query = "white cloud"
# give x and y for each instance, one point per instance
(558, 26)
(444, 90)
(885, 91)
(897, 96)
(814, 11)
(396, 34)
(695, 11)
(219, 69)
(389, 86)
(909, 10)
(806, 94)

**Exercise task:** Could you format the entries as a two-column CSV with the headers "prompt" and "coordinates", one row per entry, putting each field in quotes and replacing line breaks with spaces?

**Correct response:**
prompt,coordinates
"query = ""white cloud"" # give x and y for each instance, one point per instance","(558, 26) (444, 90) (885, 91) (897, 96) (814, 11) (396, 34) (695, 11) (219, 69) (389, 86) (909, 10) (806, 94)"